> Task prompt
Your task is to extract the lines from the one holding "Exercise. Point to every instance of the blurred" through the end of the material. Set them down exactly and add nothing.

> Extracted data
= = = = =
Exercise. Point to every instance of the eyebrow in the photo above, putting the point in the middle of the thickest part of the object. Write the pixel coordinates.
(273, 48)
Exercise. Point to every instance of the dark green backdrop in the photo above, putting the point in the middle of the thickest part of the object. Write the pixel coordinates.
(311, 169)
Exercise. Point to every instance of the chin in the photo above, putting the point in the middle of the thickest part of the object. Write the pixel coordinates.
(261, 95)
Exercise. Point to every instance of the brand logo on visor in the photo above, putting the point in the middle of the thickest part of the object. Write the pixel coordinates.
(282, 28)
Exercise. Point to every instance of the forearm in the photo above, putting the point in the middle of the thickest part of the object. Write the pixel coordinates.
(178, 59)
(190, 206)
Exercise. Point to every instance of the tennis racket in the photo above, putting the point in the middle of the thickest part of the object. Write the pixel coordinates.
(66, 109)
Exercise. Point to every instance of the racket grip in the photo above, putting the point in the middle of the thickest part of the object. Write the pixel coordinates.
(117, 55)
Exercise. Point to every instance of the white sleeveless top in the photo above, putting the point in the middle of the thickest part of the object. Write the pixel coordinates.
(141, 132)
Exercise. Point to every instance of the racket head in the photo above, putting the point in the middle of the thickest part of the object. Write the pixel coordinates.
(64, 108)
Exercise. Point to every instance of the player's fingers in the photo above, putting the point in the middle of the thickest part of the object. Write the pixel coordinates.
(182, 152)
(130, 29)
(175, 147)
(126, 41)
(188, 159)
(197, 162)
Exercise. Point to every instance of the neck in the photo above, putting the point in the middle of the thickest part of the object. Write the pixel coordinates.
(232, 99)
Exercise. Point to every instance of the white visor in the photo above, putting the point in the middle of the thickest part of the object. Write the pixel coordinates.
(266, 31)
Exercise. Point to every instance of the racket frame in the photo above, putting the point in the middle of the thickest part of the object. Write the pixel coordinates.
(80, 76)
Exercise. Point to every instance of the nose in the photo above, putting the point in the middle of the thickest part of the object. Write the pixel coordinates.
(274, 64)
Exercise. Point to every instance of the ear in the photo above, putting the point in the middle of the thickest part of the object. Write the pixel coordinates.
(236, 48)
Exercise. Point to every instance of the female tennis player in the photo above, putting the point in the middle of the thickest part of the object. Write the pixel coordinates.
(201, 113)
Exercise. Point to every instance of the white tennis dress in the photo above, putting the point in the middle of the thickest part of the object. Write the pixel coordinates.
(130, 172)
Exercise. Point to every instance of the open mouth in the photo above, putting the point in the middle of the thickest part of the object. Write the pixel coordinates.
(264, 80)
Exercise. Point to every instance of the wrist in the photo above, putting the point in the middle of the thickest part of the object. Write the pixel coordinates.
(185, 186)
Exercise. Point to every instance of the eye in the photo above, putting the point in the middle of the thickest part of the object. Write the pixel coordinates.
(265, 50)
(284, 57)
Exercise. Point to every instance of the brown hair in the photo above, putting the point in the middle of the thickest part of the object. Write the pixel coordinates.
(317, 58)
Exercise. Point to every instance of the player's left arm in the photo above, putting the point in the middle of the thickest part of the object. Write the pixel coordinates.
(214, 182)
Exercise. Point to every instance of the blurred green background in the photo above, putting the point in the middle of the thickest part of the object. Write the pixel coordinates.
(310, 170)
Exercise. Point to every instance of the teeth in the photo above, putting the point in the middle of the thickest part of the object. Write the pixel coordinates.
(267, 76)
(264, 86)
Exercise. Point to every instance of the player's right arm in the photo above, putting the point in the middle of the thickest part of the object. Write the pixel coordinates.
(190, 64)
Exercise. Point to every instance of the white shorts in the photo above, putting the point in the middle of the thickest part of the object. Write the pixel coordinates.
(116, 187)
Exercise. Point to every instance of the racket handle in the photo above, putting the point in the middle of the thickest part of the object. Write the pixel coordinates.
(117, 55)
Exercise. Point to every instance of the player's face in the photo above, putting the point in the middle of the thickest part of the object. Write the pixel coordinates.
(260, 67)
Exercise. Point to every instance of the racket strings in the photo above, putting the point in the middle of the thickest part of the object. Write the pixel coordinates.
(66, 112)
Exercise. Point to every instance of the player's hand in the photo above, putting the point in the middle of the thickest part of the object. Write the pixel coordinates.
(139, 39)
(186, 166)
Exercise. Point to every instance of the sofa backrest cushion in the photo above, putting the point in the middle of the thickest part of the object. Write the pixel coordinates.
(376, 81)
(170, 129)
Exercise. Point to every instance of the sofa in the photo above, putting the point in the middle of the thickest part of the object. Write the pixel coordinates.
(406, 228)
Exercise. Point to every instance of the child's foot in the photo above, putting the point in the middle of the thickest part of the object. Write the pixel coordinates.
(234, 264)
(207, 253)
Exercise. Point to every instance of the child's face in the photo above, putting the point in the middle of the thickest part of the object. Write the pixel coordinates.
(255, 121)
= = = = =
> Result of the task
Exercise. Point to every instance of the blurred green background in the photo above, putting the point in the middle of the thickest part of the object. Write the pixel coordinates.
(310, 170)
Exercise. Point to every instance of the teeth in the photo above, putting the point in the middle of the thickest part of the object. Write the pixel coordinates.
(267, 76)
(264, 86)
Exercise. Point to every instance of the player's right arm in the photo above, putting the point in the middle of the thickest part of the object. Write the pixel coordinates.
(190, 64)
Exercise. Point to every instance of the white shorts in the photo above, putting the point in the middle of the thickest part of the object. Write the pixel coordinates.
(116, 187)
Exercise. Point to every instance of the racket handle in the photo above, putting the point in the middle of the thickest part of the object. Write the pixel coordinates.
(117, 55)
Exercise. Point to every instance of the player's face in the photo above, putting the point in the middle of the thickest part of the object. Write the pixel coordinates.
(260, 67)
Exercise. Point to every instance of the racket strings in the photo above, putting the point in the middle of the thickest part of the object. Write the pixel coordinates.
(66, 112)
Exercise. Point to every instance of the player's hand in the photo above, putting the point in the middle of the thickest part of the object. Write the pixel coordinates.
(139, 39)
(186, 166)
Exercise. Point to every instance of the sofa backrest cushion in the photo above, putting the point in the middle of the thickest part of the object. Write the pixel coordinates.
(376, 81)
(170, 129)
Exercise. Point to every instance of the sofa in the photo above, putting the point in the middle of the thickest part of the object. Write the pixel coordinates.
(406, 228)
Exercise. Point to every instance of the child's foot in the photo above, putting the point in the middle of the thickest part of the object. Write the pixel coordinates.
(234, 264)
(207, 253)
Exercise. Point to every instance of the child's face in the photo above, putting the point in the middle of the thickest part of the object. Write the pixel coordinates.
(255, 121)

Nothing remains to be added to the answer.